The minidump indicates a KERNEL_SECURITY_CHECK_FAILURE (bug check 0x139), which means the Windows kernel detected corruption of a critical data structure. In many real-world cases like this, the underlying cause is a faulty or misbehaving third‑party driver (often related to recently added hardware, overclocking/“tuning” tools, or security/monitoring software), not the game itself.
Based on similar analyzed cases in the context, the most effective next steps are:
- Check what changed recently
- Because the issue started around the time a new DAC and microphone were installed, focus on any audio‑related drivers or vendor utilities that came with them.
- If there is a vendor control panel/“enhancement” app for the DAC or mic, temporarily uninstall it and test the games again.
- Use the bug check 0x139 information
- Bug check 0x139 means the kernel detected corruption of a critical structure. Parameter 1 further refines the cause (for example,
3 = corrupted LIST_ENTRY, often due to a driver double‑removing or mismanaging a list entry).

= BRIEF A =
In the crash analysis, which bug check code does the minidump indicate?
= BRIEF B =
Reproduce the crash analysis word for word from "Based on similar" up to and including "came with them.".

= STORED ROWS =
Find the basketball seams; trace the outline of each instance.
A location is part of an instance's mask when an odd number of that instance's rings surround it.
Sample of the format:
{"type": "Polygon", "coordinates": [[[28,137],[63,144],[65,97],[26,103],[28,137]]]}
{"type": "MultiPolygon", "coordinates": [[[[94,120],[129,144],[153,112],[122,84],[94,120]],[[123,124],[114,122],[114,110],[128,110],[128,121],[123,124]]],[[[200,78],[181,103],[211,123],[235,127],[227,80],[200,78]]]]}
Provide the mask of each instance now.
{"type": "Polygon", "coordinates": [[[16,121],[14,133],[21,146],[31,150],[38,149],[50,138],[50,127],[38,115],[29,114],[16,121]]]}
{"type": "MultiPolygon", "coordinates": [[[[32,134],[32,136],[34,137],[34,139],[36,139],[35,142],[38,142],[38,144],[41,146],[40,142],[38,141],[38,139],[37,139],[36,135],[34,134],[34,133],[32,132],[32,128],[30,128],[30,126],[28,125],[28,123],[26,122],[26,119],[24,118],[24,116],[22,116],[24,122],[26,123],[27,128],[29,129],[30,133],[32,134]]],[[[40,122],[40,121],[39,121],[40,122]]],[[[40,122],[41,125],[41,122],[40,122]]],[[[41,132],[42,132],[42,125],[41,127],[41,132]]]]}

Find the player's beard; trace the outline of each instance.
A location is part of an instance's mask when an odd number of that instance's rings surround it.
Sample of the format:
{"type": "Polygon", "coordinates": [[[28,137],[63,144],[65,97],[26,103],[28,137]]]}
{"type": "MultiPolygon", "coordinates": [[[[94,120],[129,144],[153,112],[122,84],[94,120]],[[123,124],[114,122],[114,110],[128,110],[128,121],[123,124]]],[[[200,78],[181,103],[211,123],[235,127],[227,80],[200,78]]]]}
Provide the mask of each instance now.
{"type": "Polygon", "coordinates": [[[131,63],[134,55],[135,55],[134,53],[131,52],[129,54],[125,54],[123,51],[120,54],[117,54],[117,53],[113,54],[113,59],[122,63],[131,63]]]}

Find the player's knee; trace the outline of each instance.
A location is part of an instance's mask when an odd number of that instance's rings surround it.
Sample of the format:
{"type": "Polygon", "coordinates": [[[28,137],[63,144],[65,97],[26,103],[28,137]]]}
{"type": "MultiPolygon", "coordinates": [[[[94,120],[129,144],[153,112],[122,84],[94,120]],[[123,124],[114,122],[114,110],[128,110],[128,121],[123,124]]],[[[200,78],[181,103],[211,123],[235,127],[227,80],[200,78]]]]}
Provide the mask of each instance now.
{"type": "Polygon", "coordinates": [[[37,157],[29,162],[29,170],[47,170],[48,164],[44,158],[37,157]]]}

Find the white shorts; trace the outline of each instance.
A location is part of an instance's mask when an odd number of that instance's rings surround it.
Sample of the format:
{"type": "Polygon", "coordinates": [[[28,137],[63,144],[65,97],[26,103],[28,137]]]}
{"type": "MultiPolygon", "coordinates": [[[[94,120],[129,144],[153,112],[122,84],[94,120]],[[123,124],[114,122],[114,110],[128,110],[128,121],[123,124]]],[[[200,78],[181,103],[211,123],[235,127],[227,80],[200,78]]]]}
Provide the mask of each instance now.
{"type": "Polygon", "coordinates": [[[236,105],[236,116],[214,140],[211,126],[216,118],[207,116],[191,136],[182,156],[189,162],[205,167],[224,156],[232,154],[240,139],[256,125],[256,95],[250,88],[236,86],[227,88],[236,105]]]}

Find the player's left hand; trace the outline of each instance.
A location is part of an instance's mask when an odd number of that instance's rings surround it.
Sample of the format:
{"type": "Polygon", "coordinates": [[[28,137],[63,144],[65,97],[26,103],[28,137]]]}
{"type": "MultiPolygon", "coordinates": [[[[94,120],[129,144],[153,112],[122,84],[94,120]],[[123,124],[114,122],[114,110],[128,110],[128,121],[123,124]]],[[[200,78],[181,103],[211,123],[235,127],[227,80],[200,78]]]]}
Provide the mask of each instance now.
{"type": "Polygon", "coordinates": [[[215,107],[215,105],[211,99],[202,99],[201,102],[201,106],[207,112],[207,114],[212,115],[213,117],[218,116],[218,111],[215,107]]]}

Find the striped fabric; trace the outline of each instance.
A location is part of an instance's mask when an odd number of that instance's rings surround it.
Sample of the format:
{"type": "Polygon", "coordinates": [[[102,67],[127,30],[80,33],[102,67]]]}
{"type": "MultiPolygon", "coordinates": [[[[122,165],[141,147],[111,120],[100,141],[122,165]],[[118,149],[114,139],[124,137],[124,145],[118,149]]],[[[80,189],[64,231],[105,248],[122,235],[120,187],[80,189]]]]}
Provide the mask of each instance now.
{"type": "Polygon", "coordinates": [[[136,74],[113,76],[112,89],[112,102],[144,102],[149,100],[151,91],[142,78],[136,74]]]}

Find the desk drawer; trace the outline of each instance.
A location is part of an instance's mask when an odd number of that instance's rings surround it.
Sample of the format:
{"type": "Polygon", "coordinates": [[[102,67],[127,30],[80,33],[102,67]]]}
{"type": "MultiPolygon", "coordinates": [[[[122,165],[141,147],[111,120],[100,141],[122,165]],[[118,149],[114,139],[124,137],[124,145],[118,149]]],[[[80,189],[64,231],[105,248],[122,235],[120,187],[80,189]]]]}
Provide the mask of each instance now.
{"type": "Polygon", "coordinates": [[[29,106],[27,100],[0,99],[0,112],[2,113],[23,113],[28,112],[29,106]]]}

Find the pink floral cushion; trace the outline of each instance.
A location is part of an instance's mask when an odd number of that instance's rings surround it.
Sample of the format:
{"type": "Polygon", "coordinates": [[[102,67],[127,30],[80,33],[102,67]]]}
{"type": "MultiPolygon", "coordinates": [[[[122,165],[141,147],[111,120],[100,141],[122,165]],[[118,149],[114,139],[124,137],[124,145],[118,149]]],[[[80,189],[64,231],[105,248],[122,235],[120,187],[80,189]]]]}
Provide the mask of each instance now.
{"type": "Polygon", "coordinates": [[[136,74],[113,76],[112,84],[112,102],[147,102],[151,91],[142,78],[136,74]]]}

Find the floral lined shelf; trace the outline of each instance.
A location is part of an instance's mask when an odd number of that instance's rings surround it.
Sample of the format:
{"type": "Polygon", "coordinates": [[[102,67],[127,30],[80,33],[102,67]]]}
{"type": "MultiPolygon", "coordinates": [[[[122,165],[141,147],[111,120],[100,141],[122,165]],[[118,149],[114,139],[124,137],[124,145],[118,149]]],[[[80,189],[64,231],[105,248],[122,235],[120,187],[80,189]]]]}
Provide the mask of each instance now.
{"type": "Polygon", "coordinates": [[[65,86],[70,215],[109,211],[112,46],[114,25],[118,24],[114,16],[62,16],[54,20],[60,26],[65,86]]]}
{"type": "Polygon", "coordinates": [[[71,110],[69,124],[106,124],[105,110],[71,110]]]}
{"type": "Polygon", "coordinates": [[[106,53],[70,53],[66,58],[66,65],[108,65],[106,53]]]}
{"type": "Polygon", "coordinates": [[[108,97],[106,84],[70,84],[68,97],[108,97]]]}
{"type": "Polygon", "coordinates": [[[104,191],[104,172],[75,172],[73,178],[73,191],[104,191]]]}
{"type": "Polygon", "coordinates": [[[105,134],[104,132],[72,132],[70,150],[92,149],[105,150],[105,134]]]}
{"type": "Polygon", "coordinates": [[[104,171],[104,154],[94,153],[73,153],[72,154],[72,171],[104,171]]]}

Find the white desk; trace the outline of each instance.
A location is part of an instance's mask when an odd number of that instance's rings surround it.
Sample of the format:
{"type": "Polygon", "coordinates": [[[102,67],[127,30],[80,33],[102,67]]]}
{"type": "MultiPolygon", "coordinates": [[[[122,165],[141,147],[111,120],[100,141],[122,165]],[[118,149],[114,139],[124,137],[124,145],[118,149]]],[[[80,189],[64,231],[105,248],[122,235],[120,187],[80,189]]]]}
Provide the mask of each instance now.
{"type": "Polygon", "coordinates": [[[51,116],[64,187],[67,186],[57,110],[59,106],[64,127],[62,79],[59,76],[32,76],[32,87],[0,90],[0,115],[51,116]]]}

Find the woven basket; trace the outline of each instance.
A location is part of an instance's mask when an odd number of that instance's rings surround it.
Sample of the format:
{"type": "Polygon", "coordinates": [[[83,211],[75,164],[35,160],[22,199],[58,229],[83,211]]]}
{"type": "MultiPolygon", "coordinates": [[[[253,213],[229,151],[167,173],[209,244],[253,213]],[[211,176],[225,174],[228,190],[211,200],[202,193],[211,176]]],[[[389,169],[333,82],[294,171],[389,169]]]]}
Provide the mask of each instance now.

= RIGHT ANSWER A =
Bug check 0x139 (KERNEL_SECURITY_CHECK_FAILURE).

= RIGHT ANSWER B =
Based on similar analyzed cases in the context, the most effective next steps are:
- Check what changed recently
- Because the issue started around the time a new DAC and microphone were installed, focus on any audio‑related drivers or vendor utilities that came with them.